#### STUDY TEXT:
That movement has been gradual over the past 25 years since the first cases of AIDS were reported in the U. S. in 1981.

“I think the major drawback is that people can not move from their belief that AIDS is a homosexual disease,” says Seele. “And the issues around people’s feelings and beliefs regarding homosexuality has stopped them from getting educated.”

Church leaders interested in getting involved can visit the event’s Website at www.balmingilead.org.

Rev. W. Franklyn Richardson, senior pastor of the Grace Baptist Church in Mount Vernon, N.Y. agrees that stigmas have stymied AIDS education.

“Suspicions, misinformation, interpretations of God’s vengeance for sin corrupted the church’s ability to have an appropriate response,” says Richardson. ''But over time, information has gotten out on HIV/AIDS, how it is passed on. Light has helped disperse the darkness.''

Richardson will be just one of the prominent voices at the conference this year.

When Seele held her first Balm in Gilead conference in New York in 1989, only 50 churches participated, This year, she is expecting between 15,000 and 20,000 Black church-based AIDS ministry teams.

Some of the most prominent voices from America’s Black churches have committed to attend.

They include: Bishop Gregory G.M. Ingram, president, Council of Bishops, African Methodist Episcopal Church; Bishop George W.C. Walker, senior bishop, African Methodist Episcopal Zion Church; Bishop Marshall Gilmore, senior bishop, Christian Methodist Episcopal Church; Rev. Stephen John Thurston, president; National Baptist Convention of America; Rev. Dr. Major Lewis Jemison, president, Progressive National Baptist Convention; Rev. Dr. William J. Shaw, president, National Baptist Convention, USA; Rev. Dr. Arlee Griffin, president, American Baptist Churches, USA; and the Rev. Canon Nelson Pinder, president, Union of Black Episcopalians.

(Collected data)
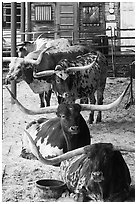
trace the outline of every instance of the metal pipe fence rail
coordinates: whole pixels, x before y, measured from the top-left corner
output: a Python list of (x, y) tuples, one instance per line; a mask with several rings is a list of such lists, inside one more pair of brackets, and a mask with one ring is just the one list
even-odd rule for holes
[[(25, 35), (25, 38), (27, 38), (28, 35), (31, 36), (32, 41), (35, 41), (37, 36), (41, 37), (52, 36), (52, 39), (60, 38), (62, 32), (70, 32), (70, 30), (55, 30), (55, 31), (32, 31), (32, 32), (21, 32), (17, 31), (17, 44), (21, 42), (21, 36)], [(133, 56), (135, 55), (135, 29), (116, 29), (116, 28), (108, 28), (105, 30), (102, 30), (101, 33), (93, 33), (91, 31), (78, 31), (79, 35), (77, 39), (74, 39), (74, 32), (71, 31), (70, 40), (72, 41), (72, 44), (84, 44), (86, 46), (89, 46), (92, 49), (100, 50), (107, 58), (110, 60), (110, 66), (113, 71), (113, 76), (117, 75), (117, 66), (126, 66), (127, 62), (119, 62), (117, 60), (118, 57), (122, 56)], [(130, 34), (132, 33), (132, 36)], [(10, 39), (10, 32), (4, 32), (3, 38), (5, 40)], [(50, 37), (51, 38), (51, 37)], [(127, 42), (126, 42), (127, 41)], [(125, 44), (123, 43), (125, 42)], [(132, 42), (132, 43), (131, 43)], [(4, 47), (4, 46), (3, 46)], [(5, 45), (5, 49), (3, 49), (3, 56), (10, 56), (11, 47), (10, 45)], [(4, 60), (4, 58), (3, 58)], [(123, 63), (123, 64), (122, 64)]]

#### QUESTIONS ON THE MATERIAL:
• a. Summarize the article on Black churches and AIDS in two sentences.
• b. Retype the article on Black churches and AIDS from "Richardson will be" to "AIDS ministry teams.".
• c. Extend the article on Black churches and AIDS from where it stops.

#### REPLIES:
• a. Church leaders say that beliefs about homosexuality and ideas of God's vengeance for sin held back AIDS education, though information has spread gradually since the first U.S. cases in 1981. The Balm in Gilead conference had 50 participating churches in 1989, and this year it expects 15,000 to 20,000 Black church-based AIDS ministry teams, along with prominent leaders from America's Black churches.

• b.
Richardson will be just one of the prominent voices at the conference this year.

When Seele held her first Balm in Gilead conference in New York in 1989, only 50 churches participated, This year, she is expecting between 15,000 and 20,000 Black church-based AIDS ministry teams.

• c.
“Education is the most important key in eliminating this dreaded disease,” says Walker, senior bishop, AME Zion Church, in a statement. “And the church is certainly one major medium through which this can be accomplished over a period of time.”

The focus of discussions about the cause of AIDS has changed over the years and broadened outside of the homosexual community to involve the majority of church congregations, says Seele.

“Eighty percent of all women affected with HIV in this country today are Black women. And they’re getting it from heterosexual sex,” she says. “Where Black women are affected, children are affected, where the family is affected, the community is affected.”

Whereas the taboos used to be about homosexuality, there are now reservations about the cause of the HIV growth in Black women, says Seele.

“We are dealing with multiple sex partners with men who are married, men who are in the church,” she says. “We are talking about bi-sexual men, men who are married, who are in the church, who are deacons, who are pastors. So, we’re not just talking about, you know, the negative ‘down low brother.’ We’re talking about the reality of life. Just the gentlemen who are the leaders in our community.”

The Center for Disease Control and Prevention reports that AIDS is the fourth-leading cause of death among women ages 25-44 in America; the leading cause of death among African-American women ages 25 to 34; the fifth largest leading cause of death for people 25-44 years old in the United States, and the leading cause of death for African-American men ages 35-44.

Even as the statistics are well saturated in the community and the Balm participation numbers have increased, there is still not enough education in the Black church, says Richardson.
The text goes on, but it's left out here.